Task details
Which lines in the material below contain the word "walkway" with the same capitalization? Copy each of those lines in full.

Data for this task
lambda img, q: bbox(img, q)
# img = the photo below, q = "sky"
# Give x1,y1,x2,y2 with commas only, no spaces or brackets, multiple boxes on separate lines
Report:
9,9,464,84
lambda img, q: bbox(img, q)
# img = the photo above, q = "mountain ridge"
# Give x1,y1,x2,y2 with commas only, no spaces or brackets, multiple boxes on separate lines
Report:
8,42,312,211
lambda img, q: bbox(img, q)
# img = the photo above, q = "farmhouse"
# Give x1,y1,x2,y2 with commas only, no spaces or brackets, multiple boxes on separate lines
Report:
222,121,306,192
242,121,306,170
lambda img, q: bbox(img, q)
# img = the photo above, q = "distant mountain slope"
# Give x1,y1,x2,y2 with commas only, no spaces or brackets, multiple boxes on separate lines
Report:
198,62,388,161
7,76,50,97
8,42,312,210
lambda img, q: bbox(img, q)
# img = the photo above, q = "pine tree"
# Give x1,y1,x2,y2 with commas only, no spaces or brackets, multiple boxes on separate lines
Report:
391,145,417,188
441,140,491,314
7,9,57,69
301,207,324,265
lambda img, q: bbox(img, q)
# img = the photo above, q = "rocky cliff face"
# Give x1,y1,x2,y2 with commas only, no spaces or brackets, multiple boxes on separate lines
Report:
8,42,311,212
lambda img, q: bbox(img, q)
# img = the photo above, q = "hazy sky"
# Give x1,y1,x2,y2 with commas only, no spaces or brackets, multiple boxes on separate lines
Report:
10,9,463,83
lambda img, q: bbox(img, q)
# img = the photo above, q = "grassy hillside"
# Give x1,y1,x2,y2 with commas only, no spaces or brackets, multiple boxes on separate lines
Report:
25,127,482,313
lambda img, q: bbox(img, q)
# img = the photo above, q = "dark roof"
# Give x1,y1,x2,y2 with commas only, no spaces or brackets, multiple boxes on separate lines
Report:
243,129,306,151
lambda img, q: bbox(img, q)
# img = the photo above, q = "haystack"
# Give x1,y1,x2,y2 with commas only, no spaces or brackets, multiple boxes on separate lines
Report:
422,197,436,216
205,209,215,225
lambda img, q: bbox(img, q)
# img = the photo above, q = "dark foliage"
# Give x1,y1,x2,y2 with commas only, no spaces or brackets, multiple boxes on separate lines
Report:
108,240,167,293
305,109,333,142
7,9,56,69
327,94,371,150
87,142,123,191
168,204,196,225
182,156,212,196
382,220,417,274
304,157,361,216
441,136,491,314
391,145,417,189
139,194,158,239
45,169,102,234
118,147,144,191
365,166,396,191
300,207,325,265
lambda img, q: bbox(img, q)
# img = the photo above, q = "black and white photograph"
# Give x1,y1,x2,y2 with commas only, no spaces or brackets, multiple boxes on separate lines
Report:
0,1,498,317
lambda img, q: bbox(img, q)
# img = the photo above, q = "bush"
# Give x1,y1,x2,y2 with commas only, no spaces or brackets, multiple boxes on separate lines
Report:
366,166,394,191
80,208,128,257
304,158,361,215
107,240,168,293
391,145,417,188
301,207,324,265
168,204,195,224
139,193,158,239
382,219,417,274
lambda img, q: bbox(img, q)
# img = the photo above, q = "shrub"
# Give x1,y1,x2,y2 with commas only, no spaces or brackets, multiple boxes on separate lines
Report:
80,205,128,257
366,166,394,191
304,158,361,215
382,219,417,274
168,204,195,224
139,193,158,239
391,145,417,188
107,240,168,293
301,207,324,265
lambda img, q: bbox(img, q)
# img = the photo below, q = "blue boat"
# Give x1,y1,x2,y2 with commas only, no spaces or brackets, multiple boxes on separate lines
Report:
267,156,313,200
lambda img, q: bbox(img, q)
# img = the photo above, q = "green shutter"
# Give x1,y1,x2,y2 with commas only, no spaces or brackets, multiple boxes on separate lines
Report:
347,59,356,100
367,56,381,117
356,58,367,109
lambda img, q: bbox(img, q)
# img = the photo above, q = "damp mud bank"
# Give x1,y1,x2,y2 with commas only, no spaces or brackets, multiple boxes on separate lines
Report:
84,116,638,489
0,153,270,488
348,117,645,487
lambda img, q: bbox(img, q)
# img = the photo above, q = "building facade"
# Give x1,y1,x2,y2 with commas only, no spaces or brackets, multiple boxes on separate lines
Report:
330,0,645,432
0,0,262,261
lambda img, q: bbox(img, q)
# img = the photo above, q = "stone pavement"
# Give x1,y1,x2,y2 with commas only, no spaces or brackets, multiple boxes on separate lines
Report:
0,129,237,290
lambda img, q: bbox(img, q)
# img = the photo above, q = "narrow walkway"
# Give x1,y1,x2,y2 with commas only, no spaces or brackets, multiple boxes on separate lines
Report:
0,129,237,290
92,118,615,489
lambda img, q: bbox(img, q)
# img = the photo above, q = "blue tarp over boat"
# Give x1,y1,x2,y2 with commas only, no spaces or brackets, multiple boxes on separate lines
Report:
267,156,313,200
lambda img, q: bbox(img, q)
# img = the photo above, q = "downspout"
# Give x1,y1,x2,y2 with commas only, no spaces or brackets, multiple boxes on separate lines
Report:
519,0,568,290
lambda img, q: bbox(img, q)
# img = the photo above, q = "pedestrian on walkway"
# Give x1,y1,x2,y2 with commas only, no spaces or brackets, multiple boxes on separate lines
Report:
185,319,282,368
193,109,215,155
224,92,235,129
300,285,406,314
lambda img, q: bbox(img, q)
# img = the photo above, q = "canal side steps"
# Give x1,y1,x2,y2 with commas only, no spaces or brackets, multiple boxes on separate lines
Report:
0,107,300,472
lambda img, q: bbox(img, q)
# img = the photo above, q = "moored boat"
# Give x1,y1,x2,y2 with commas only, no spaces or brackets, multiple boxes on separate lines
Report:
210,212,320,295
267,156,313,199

Reply to the task
# img = the photo above, q = "narrow walkway"
# img = the photo above, q = "pedestrian on walkway"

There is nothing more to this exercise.